Extract provided:

------------------------

Encountering Images Series #1

From time to time I will be offering examples of encounters with images from poetry.  The point is to show what we might learn from the poets about how to better engage with images in our dreams.

In the opening of Canto III inferno, “Dante” and “Virgil” stand before the gates of hell. The first nine lines are in capital letters.

PER ME SI VA NELLA CITTA DOLENTE
THROUGH ME ONE ENTERS THE CITY OF WOE..

The gate itself is speaking to the poets (and to us the readers).

This gate has spoken to me for 47 years, since I took the Italian to heart–memorized the lines in a language I do not really know. But I loved Dante and loved the sound, and I think part of the beauty of reading in a foreign language is you slow down, you don’t read it like you read the newspaper or the internet, you take time to translate the words and feel them.

------------------------

Records for the exercise:

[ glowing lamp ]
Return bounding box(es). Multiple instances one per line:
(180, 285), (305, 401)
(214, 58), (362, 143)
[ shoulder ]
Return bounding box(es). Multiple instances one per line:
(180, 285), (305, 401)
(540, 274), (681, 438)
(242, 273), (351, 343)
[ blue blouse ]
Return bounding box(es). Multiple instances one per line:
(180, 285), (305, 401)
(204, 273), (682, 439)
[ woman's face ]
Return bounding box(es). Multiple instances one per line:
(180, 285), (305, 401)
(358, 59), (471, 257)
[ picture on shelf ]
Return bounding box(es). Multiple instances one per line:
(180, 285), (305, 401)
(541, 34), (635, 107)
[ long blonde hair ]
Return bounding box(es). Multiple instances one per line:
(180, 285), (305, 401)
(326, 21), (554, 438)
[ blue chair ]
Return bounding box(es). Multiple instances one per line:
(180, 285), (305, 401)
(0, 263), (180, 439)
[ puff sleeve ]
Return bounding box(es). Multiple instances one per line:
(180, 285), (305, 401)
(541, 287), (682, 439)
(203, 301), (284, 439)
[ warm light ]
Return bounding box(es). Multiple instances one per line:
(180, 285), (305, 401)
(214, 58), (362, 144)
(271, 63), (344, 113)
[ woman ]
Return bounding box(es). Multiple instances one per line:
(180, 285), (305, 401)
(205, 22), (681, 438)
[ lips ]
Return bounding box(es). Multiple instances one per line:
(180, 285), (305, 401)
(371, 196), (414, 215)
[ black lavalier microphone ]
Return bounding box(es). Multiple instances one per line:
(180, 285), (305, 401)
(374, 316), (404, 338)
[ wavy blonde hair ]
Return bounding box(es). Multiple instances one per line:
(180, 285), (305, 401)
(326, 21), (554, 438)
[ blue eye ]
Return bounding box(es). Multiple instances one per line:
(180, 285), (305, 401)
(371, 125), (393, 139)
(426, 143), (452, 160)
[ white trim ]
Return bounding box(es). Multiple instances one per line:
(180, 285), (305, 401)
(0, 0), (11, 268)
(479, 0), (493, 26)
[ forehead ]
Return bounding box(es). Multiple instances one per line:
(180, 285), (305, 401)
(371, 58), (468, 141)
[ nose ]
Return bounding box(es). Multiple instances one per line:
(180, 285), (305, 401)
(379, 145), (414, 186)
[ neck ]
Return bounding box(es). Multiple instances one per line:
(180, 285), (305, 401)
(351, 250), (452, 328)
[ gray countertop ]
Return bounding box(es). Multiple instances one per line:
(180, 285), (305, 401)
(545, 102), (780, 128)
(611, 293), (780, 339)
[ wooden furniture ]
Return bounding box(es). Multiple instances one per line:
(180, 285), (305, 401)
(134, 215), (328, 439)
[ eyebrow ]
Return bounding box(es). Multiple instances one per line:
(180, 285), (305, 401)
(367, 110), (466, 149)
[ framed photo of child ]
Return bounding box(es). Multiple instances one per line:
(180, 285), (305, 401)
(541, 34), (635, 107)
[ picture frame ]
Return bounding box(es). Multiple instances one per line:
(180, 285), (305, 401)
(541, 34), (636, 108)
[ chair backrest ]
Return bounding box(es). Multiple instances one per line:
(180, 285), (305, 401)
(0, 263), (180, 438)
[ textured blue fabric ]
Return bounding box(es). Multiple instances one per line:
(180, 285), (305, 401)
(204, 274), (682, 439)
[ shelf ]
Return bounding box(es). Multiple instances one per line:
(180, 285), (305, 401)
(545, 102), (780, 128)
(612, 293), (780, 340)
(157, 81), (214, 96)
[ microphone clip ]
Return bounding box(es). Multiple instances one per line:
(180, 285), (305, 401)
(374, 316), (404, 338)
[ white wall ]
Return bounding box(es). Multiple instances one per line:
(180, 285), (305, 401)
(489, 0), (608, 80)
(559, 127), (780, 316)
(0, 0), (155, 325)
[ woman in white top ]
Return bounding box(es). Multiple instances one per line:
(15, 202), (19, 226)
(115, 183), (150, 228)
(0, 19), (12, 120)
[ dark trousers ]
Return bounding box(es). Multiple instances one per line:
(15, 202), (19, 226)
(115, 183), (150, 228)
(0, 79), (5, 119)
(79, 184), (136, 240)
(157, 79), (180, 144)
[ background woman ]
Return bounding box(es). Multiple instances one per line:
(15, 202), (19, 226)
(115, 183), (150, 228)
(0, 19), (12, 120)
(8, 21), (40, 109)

------------------------

Directives:
1: Give the entries, from their first line through the line that contains "(204, 273), (682, 439)", as a JSON list of strings with one string per line and blank lines omitted.
2: Carry the reflection on Dante's gate of hell further, starting right after its final sentence.

Outputs:
1:
[
  "[ glowing lamp ]",
  "Return bounding box(es). Multiple instances one per line:",
  "(180, 285), (305, 401)",
  "(214, 58), (362, 143)",
  "[ shoulder ]",
  "Return bounding box(es). Multiple instances one per line:",
  "(180, 285), (305, 401)",
  "(540, 274), (681, 438)",
  "(242, 273), (351, 343)",
  "[ blue blouse ]",
  "Return bounding box(es). Multiple instances one per line:",
  "(180, 285), (305, 401)",
  "(204, 273), (682, 439)"
]

2:
There is another language that has become foreign for too many of us, the language of images. We have forgotten how to read images, how to respond to them. To gain benefit from our dreams, we must learn how to stand before the images.

I believe reading poetry written at a high level can teach us how to do this.  That is what I hope to show in this series.

There was a second benefit to memorizing these lines– I got to know the music, which is impossible to translate into English.  Dante fashioned the lines in form that he invented, the intertwining terza rima or “three rhyme” which creates a strongly woven pattern.

There was one more benefit, which is the most important. The lines have lived in me all these years, they are inscribed on my heart. This goes to the question of why I chose these particular lines, from Canto III, which come at the threshold when “Dante” in great fear enters the underworld with the help of his teacher and guide, the Roman poet “Virgil”. I think only now , many years later, I fully understand why I chose this particular passage.

Here are the first nine lines, usually presented in capital letters:

PER ME SI VA NE LA CITTA` DOLENTE,
PER ME SI VA NE L’ETTERNO DOLORE,
PER ME SI VA TRA LA PERDUTA GENTE.

GIUSTIZIA MOSSE IL MIO ALTO FATTORE:
FECEMI LA DIVINA PODESTATE,
LA SOMMA SAPIENZA E ‘L PRIMO AMORE.

DINANZI A ME NON FUOR COSE CREATE
SE NON ETTERNE, E IO ETTERNO DURO.
LASCIATE OGNE SPERANZA, VOI CH’INTRATE”.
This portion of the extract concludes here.